RECORDS SHOWN:

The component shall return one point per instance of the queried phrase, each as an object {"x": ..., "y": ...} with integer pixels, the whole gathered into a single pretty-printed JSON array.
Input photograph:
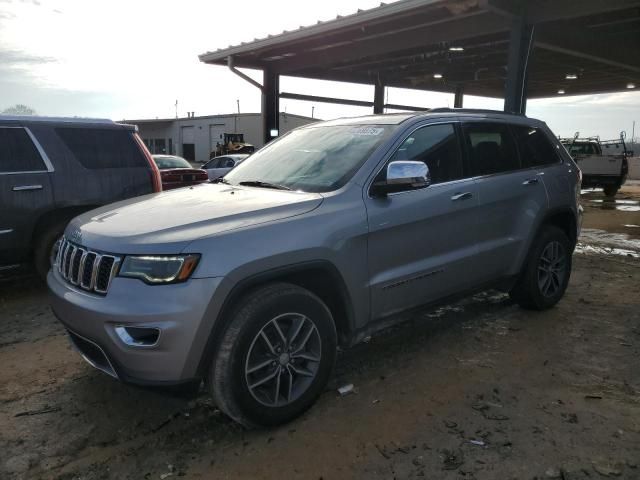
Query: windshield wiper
[
  {"x": 258, "y": 183},
  {"x": 221, "y": 180}
]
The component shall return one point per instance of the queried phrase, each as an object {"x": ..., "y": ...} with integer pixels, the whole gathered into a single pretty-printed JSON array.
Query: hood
[{"x": 167, "y": 222}]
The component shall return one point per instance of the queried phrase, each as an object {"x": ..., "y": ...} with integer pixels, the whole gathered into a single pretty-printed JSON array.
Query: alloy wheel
[
  {"x": 551, "y": 269},
  {"x": 283, "y": 360}
]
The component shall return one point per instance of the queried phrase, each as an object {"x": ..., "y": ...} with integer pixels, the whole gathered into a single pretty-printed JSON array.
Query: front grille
[{"x": 87, "y": 269}]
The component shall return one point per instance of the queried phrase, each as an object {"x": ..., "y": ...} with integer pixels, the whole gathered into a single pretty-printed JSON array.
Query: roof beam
[
  {"x": 456, "y": 28},
  {"x": 552, "y": 10},
  {"x": 574, "y": 42}
]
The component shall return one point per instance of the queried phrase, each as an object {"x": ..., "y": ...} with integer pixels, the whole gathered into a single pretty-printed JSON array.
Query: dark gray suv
[
  {"x": 52, "y": 169},
  {"x": 317, "y": 240}
]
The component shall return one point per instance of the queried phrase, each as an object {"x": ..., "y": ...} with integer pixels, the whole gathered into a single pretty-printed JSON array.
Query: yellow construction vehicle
[{"x": 232, "y": 143}]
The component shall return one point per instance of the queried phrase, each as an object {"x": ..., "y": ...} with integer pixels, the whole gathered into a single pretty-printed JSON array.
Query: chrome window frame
[{"x": 387, "y": 158}]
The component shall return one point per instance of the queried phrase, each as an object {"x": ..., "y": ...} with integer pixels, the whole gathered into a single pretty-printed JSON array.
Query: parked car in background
[
  {"x": 219, "y": 166},
  {"x": 318, "y": 240},
  {"x": 52, "y": 169},
  {"x": 603, "y": 163},
  {"x": 177, "y": 172}
]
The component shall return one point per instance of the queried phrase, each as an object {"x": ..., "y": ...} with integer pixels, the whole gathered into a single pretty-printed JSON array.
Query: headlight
[{"x": 159, "y": 269}]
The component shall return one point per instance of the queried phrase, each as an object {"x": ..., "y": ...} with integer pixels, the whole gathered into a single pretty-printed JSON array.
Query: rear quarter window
[
  {"x": 534, "y": 146},
  {"x": 491, "y": 148},
  {"x": 98, "y": 148},
  {"x": 17, "y": 152}
]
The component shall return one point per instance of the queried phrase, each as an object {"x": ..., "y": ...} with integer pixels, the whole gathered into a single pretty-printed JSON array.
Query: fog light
[{"x": 138, "y": 336}]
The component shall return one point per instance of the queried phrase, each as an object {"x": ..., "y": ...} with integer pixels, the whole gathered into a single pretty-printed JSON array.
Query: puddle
[
  {"x": 605, "y": 243},
  {"x": 614, "y": 204},
  {"x": 582, "y": 248}
]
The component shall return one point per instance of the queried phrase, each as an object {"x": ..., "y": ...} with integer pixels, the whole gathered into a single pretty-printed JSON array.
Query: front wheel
[
  {"x": 275, "y": 357},
  {"x": 546, "y": 273}
]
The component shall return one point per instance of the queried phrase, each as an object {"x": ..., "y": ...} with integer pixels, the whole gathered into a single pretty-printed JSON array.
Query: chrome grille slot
[{"x": 87, "y": 269}]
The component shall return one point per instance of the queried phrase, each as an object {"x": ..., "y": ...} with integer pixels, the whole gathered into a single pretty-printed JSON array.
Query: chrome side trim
[{"x": 22, "y": 188}]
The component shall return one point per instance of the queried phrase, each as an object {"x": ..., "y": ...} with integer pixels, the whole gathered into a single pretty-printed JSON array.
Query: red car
[{"x": 176, "y": 172}]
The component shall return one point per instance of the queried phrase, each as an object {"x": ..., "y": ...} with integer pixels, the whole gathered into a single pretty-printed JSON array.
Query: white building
[{"x": 194, "y": 138}]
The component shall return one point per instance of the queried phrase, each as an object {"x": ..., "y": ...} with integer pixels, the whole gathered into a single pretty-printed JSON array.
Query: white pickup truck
[{"x": 603, "y": 162}]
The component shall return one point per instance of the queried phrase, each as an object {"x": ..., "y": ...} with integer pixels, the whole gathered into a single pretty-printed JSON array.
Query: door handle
[
  {"x": 461, "y": 196},
  {"x": 22, "y": 188}
]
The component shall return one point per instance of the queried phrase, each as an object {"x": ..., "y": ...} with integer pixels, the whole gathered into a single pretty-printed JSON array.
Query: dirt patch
[
  {"x": 478, "y": 390},
  {"x": 615, "y": 215}
]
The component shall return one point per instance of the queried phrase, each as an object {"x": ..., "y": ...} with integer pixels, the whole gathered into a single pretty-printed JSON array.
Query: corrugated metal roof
[{"x": 321, "y": 27}]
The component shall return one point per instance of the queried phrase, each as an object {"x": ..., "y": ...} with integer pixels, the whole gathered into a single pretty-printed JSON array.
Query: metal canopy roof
[{"x": 404, "y": 44}]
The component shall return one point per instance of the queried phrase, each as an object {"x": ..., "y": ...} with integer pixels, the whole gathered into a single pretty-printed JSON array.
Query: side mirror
[{"x": 402, "y": 176}]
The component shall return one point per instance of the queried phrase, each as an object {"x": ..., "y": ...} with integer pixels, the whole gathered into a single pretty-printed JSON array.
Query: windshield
[
  {"x": 171, "y": 162},
  {"x": 316, "y": 159}
]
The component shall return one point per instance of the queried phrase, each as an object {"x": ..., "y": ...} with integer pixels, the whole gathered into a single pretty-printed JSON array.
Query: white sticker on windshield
[{"x": 369, "y": 131}]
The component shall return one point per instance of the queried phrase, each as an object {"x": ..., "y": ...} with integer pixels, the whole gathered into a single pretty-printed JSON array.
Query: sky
[{"x": 132, "y": 59}]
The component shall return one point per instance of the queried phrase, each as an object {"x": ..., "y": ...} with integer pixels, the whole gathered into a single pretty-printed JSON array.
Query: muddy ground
[{"x": 477, "y": 390}]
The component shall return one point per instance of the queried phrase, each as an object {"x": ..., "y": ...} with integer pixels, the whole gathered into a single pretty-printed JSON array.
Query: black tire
[
  {"x": 44, "y": 248},
  {"x": 538, "y": 288},
  {"x": 229, "y": 376}
]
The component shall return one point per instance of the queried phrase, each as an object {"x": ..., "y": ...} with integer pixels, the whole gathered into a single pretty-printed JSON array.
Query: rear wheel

DIRECTIONS FOR THIS TASK:
Output the full set of records above without changing a word, and drop the images.

EXERCISE RESULT:
The component shall return one point per instance of the queried phrase, each as an object {"x": ..., "y": ...} with integer pixels, the whole gathered into a single pretty-printed JSON array.
Input photograph:
Query: windshield wiper
[
  {"x": 258, "y": 183},
  {"x": 221, "y": 180}
]
The component shall return one point per instance of the queried phrase, each as an object {"x": ..., "y": ...} with integer pixels, the whole gathered into a single pretty-printed JSON array.
Query: hood
[{"x": 167, "y": 222}]
The component shall return one point per instance of the queried phrase, each as an object {"x": ..., "y": ...} with integer pixels, the whole gathered into a single pretty-printed JSON array.
Query: alloy wheel
[
  {"x": 551, "y": 269},
  {"x": 283, "y": 360}
]
The component shall return one point per instance of the queried phrase, each as an object {"x": ..., "y": ...} with integer pixels, the whole gathered into a single pretty-printed JSON array.
Query: front grille
[{"x": 87, "y": 269}]
The component shall return one point per instance of the queried phrase, each as an object {"x": ..., "y": ...} with integer pixels, the whole gathered into a single pretty-printed JSON array.
Query: roof beam
[
  {"x": 456, "y": 28},
  {"x": 552, "y": 10},
  {"x": 574, "y": 42}
]
The component shall return one point per instance of the queried phrase, each as an object {"x": ..., "y": ...} with integer pixels, the whole gathered into a single pretty-printed JSON array.
Query: dark gray suv
[
  {"x": 52, "y": 169},
  {"x": 317, "y": 240}
]
The component shall return one point per instance of the queried phrase, each as an object {"x": ..., "y": ...} with integer pixels, the whole gathered into a single pretty-printed JSON array.
Query: yellow construction vehicle
[{"x": 232, "y": 143}]
The component shall return one point per instance of the queried phrase, each as an object {"x": ..., "y": ...} with integer pixels, the whole gathered into a single pretty-printed JSON array.
Query: chrome window frame
[{"x": 387, "y": 158}]
The component shall return one point per instance of the queried phrase, each as an object {"x": ..., "y": ...} with integer pixels, the whole gathered into a single pretty-printed JSON array.
Query: parked car in background
[
  {"x": 219, "y": 166},
  {"x": 318, "y": 240},
  {"x": 52, "y": 169},
  {"x": 603, "y": 163},
  {"x": 177, "y": 172}
]
The component shall return one point per instance of the queried phrase, each as an object {"x": ..., "y": ...} with integer pixels, the whole gathered into a single pretty-printed JSON array.
Query: headlight
[{"x": 159, "y": 269}]
The component shall return one point per instance of the queried phrase, each as an object {"x": ..., "y": ...} with integer pixels, the whole gathered into a single pretty-printed JSON array.
Query: rear quarter window
[
  {"x": 534, "y": 146},
  {"x": 491, "y": 148},
  {"x": 98, "y": 148},
  {"x": 17, "y": 152}
]
The component shall return one point per instance of the queried phrase, each as an object {"x": ..., "y": ...} with integer pixels, the whole gathered into a single pretty-printed JSON array.
Query: fog light
[{"x": 138, "y": 336}]
The component shall return one point per instance of the queried phrase, each as an object {"x": ..., "y": ...} with integer pixels, the whole gathered into a single pretty-printed JSON array.
Query: puddle
[
  {"x": 605, "y": 243},
  {"x": 614, "y": 204},
  {"x": 582, "y": 248}
]
The component shall return one point per instance of the queried phrase, each as an object {"x": ..., "y": ...} with integer pixels, the whole gathered into a single pretty-printed JSON array.
Query: front wheel
[
  {"x": 275, "y": 357},
  {"x": 546, "y": 273}
]
The component shall return one point per instance of the queried phrase, each as an object {"x": ..., "y": ...} with integer pixels, the whole gathered into a single pretty-printed JSON array.
Query: chrome grille slot
[{"x": 87, "y": 269}]
The component shall return one point per instance of the queried phrase, each as an object {"x": ..., "y": ...} with integer pixels, the whole gathered into a single pretty-printed JSON array.
Query: chrome side trim
[{"x": 22, "y": 188}]
The component shall return one point per instance of the queried phrase, each as an object {"x": ..., "y": ...} with integer pixels, the whole gathered into a single pretty-printed JSON array.
Query: red car
[{"x": 176, "y": 172}]
The component shall return one point per instance of the queried phrase, each as an object {"x": ..., "y": ...} with integer pixels, the whole gathered into a single pretty-printed JSON array.
Query: white building
[{"x": 194, "y": 138}]
The component shall return one point per instance of the queried phrase, each as an object {"x": ..., "y": ...} with integer pixels, the whole gathered into a single pretty-printed JSON array.
Query: white pickup truck
[{"x": 603, "y": 162}]
The component shall return one point per instance of the queried phrase, each as an object {"x": ..., "y": ...} with integer pixels, the whole gathered into a single pretty-printed JSON array.
Query: door handle
[
  {"x": 461, "y": 196},
  {"x": 22, "y": 188}
]
The component shall return one point per instance of the queried phrase, each as an object {"x": ..., "y": ...} with integer pixels, the whole gathered into a single pretty-printed JSON array.
Query: dirt patch
[
  {"x": 478, "y": 390},
  {"x": 615, "y": 215}
]
The component shall return one point per instance of the queried phrase, each as an object {"x": ..., "y": ...} with integer pixels, the whole gathered into a single pretty-printed JSON array.
Query: corrugated metal roof
[{"x": 321, "y": 27}]
The component shall return one point per instance of the queried phrase, each as an object {"x": ..., "y": ...} with integer pixels, the whole gathered into a single pretty-printed JSON array.
Query: metal canopy roof
[{"x": 404, "y": 44}]
The component shall return one point per instance of the queried phrase, each as an object {"x": ..., "y": ...} with integer pixels, the whole gathered into a single pretty-printed JSON array.
Query: side mirror
[{"x": 402, "y": 176}]
The component shall return one point per instance of the queried phrase, each as an object {"x": ..., "y": ...} with integer pixels, the whole gathered into a single pretty-printed JSON array.
Query: windshield
[
  {"x": 171, "y": 162},
  {"x": 316, "y": 159}
]
The component shall return one point per instance of the queried phrase, each as an object {"x": ..., "y": ...} with integer pixels, the whole gathered into a single pretty-printed JSON array.
Query: white sticker on windshield
[{"x": 369, "y": 131}]
The component shall return one point per instance of the queried phrase, each as an object {"x": ..., "y": ...} with integer pixels, the whole gathered into a single pretty-printed JSON array.
Query: sky
[{"x": 132, "y": 59}]
The component shall return one point per instance of the queried phrase, each as an object {"x": ..., "y": ...} with integer pixels, the whole gathered into a single pretty-printed JSON array.
Query: muddy ground
[{"x": 477, "y": 390}]
The component shall return one point per instance of the queried phrase, each as an object {"x": ..., "y": ...} with integer pixels, the whole gathered into a single pretty-printed JSON array.
Query: black tire
[
  {"x": 44, "y": 248},
  {"x": 538, "y": 288},
  {"x": 229, "y": 376}
]
The component shall return one point per instance of the queried phrase, each as an object {"x": ..., "y": ...} with integer pixels, the whole gathered into a single pretty-printed JSON array.
Query: rear wheel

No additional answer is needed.